An Interview with Liu Fang的全文翻译 An interview with. liufang全文翻译

作者&投稿:韶群 (若有异议请与网页底部的电邮联系)
一、中文翻译:
刘芳专访
第一部分

刘芳是一位国际知名的音乐家,以弹奏中国传统乐器见长。她出生于1974年,从6岁起就开始弹奏琵琶。11岁起她就开始举办演奏会,包括英国女王访华期间为女王做的一场演出。刘芳毕业于上海音乐学院,1993年她还在那里学习弹奏古筝。
请您谈谈您在音乐方面的背景及训练情况,好吗?
我母亲是滇剧演员。滇剧是一种中国戏剧,里面有声乐、舞蹈及表演。我小的时候,母亲就带我去看节目。在会说话前,我就接触了音乐! 我5岁那年,妈妈教我弹月琴。1990年,我15岁的时候去了上海音乐学院,在那里,我学习了琵琶和古筝。毕业后,我回到故乡昆明,并在昆明歌舞团做了琵琶独奏演员。1996年,我和丈夫移居加拿大,直到现在。
弹奏琵琶和古筝最大的挑战是什么?
如果你的技术不够纯熟,就不可能弹好中国古典琵琶曲。另外,琵琶弹奏曲目很多———一些作品甚至作于唐代。琵琶流派很多,每个流派都有自己独特的诠释古典作品的方式。最大的挑战是尊重传统并融入自己的风格。对于我的第二种乐器———古筝,情况也是如此。
第二部分
请您谈谈哪些人或事对您在音乐方面产生了影响,好吗?
最主要的影响是民族音乐。我在年幼时就听传统戏剧和民歌。现在每当我演奏一个曲子时,我都会在心中跟着吟唱。当我演奏哀伤的乐曲时,我内心也在哭泣。听众都说能在我的乐曲中听到歌声。 您在演奏中想展示中国古典音乐的什么特征?
首先,中国民族音乐跟汉语很相似。在汉语中,读音相同音调不同,意义就不同。音乐也是如此。其次,中国古典音乐与中国诗歌关系很密切,因此很多古典音乐作品都有着很诗意的标题就一点也不奇怪了。再次,中国古典音乐与国画像孪生姐妹。在中国国画中,留有些空白,这些空白非常重要。它们给整幅作品带来生机,也使得观众融入图画,就像与图画进行对话。
中国古典音乐也是一样。乐曲中有停顿,人们认为这种停顿静谧之中充满了音乐。琵琶的声音和乐曲中的停顿结合在一起,给声音赋予了诗的意境。听众可以自己感受音乐的力量、音乐的美,就像享受一首美妙的诗歌或一幅美丽的图画一样。
第三部分
现场演出最让您感到愉悦的是什么?
我喜欢弹奏,也喜欢当众演奏。我喜欢音乐厅中的氛围,每当我举行音乐会的时候,我会很兴奋。在很长一段时间没做音乐会后,我会感到有点情绪低落和孤独。我同样喜欢音乐会后和朋友及音乐爱好者分享感受、交流看法,听他们谈对我的音乐的感觉和理解。我热爱我的事业。我也喜欢旅游;我喜欢坐在飞机上幻想,或者呆在旅馆里。

## [原始数据]

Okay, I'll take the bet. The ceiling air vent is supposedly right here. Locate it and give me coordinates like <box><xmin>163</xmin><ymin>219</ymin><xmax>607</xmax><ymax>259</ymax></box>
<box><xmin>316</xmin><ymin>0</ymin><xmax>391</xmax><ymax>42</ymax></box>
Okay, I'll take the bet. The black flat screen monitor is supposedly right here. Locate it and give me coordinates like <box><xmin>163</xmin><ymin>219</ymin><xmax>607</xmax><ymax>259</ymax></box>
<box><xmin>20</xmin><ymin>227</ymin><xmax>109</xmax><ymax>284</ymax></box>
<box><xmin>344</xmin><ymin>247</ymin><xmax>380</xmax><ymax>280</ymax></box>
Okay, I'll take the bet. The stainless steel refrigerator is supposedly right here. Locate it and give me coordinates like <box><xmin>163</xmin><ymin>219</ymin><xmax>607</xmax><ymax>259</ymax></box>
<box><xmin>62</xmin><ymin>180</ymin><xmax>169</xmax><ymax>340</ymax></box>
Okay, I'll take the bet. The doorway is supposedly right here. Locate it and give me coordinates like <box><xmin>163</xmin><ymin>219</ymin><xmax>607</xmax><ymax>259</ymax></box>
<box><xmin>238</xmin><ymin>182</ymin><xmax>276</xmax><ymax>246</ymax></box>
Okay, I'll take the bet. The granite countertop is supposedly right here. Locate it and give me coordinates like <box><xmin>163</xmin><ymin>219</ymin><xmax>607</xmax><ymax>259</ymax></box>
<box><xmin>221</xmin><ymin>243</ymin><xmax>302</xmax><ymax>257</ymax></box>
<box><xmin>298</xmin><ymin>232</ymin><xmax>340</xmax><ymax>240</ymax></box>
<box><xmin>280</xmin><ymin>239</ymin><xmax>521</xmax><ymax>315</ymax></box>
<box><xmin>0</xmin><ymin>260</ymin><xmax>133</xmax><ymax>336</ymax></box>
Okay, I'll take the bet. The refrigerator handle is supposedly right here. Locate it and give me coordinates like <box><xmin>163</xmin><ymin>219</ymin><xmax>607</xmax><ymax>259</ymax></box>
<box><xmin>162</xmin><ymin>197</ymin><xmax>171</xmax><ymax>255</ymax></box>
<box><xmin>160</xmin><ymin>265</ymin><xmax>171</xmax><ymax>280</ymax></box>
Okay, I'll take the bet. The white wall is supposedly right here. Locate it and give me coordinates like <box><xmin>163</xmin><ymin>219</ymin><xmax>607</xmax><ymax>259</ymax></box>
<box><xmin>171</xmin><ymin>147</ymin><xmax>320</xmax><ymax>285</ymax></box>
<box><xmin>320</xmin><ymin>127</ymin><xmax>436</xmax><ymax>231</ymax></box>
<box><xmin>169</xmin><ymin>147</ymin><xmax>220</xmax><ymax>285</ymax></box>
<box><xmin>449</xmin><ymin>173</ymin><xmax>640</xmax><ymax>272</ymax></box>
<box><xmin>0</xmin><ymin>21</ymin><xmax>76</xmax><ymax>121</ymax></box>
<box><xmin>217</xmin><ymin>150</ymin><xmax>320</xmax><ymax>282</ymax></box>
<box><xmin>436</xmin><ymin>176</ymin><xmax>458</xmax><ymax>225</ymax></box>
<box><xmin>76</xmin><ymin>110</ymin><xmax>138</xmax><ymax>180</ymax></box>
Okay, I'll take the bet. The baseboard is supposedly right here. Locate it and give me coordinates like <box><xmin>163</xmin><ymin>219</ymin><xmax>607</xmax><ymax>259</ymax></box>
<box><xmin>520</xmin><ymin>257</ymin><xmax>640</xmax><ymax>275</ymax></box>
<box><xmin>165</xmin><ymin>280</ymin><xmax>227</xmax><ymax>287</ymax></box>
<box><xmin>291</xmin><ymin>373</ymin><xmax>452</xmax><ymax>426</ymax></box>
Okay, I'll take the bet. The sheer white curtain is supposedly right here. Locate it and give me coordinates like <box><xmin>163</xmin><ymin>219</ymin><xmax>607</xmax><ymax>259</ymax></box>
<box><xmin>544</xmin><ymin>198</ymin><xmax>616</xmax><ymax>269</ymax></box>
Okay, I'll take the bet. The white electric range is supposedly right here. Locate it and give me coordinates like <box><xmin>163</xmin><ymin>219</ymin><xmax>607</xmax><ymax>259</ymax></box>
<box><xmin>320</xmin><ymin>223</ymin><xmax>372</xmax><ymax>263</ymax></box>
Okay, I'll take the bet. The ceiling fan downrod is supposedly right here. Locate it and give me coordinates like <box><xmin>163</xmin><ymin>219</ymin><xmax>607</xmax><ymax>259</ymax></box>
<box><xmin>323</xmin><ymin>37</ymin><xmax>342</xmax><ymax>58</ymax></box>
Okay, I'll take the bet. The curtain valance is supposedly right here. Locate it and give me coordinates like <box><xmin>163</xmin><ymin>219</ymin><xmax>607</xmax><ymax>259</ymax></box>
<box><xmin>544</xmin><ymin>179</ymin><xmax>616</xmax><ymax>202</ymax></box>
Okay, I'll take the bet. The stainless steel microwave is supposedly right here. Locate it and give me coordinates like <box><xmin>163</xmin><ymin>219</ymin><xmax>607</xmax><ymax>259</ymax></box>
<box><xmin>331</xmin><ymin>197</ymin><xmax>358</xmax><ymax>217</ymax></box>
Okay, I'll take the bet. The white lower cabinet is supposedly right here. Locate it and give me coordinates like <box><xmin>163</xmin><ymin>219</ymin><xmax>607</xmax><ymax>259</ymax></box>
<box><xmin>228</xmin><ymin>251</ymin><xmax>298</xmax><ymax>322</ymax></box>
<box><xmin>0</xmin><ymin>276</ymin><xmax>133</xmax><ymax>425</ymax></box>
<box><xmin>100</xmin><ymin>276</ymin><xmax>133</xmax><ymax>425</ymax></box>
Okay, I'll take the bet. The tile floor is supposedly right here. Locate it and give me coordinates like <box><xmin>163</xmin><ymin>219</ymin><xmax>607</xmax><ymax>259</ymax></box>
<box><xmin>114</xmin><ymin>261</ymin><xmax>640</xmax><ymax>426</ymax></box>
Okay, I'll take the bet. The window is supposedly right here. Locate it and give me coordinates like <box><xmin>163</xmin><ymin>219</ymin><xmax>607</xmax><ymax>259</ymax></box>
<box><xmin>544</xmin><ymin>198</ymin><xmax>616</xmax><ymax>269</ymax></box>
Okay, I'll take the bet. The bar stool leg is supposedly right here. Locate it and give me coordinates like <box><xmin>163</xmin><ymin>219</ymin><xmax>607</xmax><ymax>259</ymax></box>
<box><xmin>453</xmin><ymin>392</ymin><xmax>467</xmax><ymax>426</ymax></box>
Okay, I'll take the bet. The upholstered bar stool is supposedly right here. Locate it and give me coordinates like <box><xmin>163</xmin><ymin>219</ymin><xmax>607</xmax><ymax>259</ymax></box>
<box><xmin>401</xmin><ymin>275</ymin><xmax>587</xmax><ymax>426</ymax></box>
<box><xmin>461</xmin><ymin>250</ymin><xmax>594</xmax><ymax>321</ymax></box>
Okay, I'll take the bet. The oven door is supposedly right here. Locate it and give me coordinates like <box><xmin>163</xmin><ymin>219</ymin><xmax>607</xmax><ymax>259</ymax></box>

## [题目]
把这篇刘芳专访的网页正文从头到尾一字不差地复述出来。 这些条目与网页正文没有关联。

## [完整解答]
An Interview with Liu Fang的全文翻译 An interview with. liufang全文翻译

作者&投稿:韶群 (若有异议请与网页底部的电邮联系)
一、中文翻译:
刘芳专访
第一部分

刘芳是一位国际知名的音乐家,以弹奏中国传统乐器见长。她出生于1974年,从6岁起就开始弹奏琵琶。11岁起她就开始举办演奏会,包括英国女王访华期间为女王做的一场演出。刘芳毕业于上海音乐学院,1993年她还在那里学习弹奏古筝。
请您谈谈您在音乐方面的背景及训练情况,好吗?
我母亲是滇剧演员。滇剧是一种中国戏剧,里面有声乐、舞蹈及表演。我小的时候,母亲就带我去看节目。在会说话前,我就接触了音乐! 我5岁那年,妈妈教我弹月琴。1990年,我15岁的时候去了上海音乐学院,在那里,我学习了琵琶和古筝。毕业后,我回到故乡昆明,并在昆明歌舞团做了琵琶独奏演员。1996年,我和丈夫移居加拿大,直到现在。
弹奏琵琶和古筝最大的挑战是什么?
如果你的技术不够纯熟,就不可能弹好中国古典琵琶曲。另外,琵琶弹奏曲目很多———一些作品甚至作于唐代。琵琶流派很多,每个流派都有自己独特的诠释古典作品的方式。最大的挑战是尊重传统并融入自己的风格。对于我的第二种乐器———古筝,情况也是如此。
第二部分
请您谈谈哪些人或事对您在音乐方面产生了影响,好吗?
最主要的影响是民族音乐。我在年幼时就听传统戏剧和民歌。现在每当我演奏一个曲子时,我都会在心中跟着吟唱。当我演奏哀伤的乐曲时,我内心也在哭泣。听众都说能在我的乐曲中听到歌声。 您在演奏中想展示中国古典音乐的什么特征?
首先,中国民族音乐跟汉语很相似。在汉语中,读音相同音调不同,意义就不同。音乐也是如此。其次,中国古典音乐与中国诗歌关系很密切,因此很多古典音乐作品都有着很诗意的标题就一点也不奇怪了。再次,中国古典音乐与国画像孪生姐妹。在中国国画中,留有些空白,这些空白非常重要。它们给整幅作品带来生机,也使得观众融入图画,就像与图画进行对话。
中国古典音乐也是一样。乐曲中有停顿,人们认为这种停顿静谧之中充满了音乐。琵琶的声音和乐曲中的停顿结合在一起,给声音赋予了诗的意境。听众可以自己感受音乐的力量、音乐的美,就像享受一首美妙的诗歌或一幅美丽的图画一样。
第三部分
现场演出最让您感到愉悦的是什么?
我喜欢弹奏,也喜欢当众演奏。我喜欢音乐厅中的氛围,每当我举行音乐会的时候,我会很兴奋。在很长一段时间没做音乐会后,我会感到有点情绪低落和孤独。我同样喜欢音乐会后和朋友及音乐爱好者分享感受、交流看法,听他们谈对我的音乐的感觉和理解。我热爱我的事业。我也喜欢旅游;我喜欢坐在飞机上幻想,或者呆在旅馆里。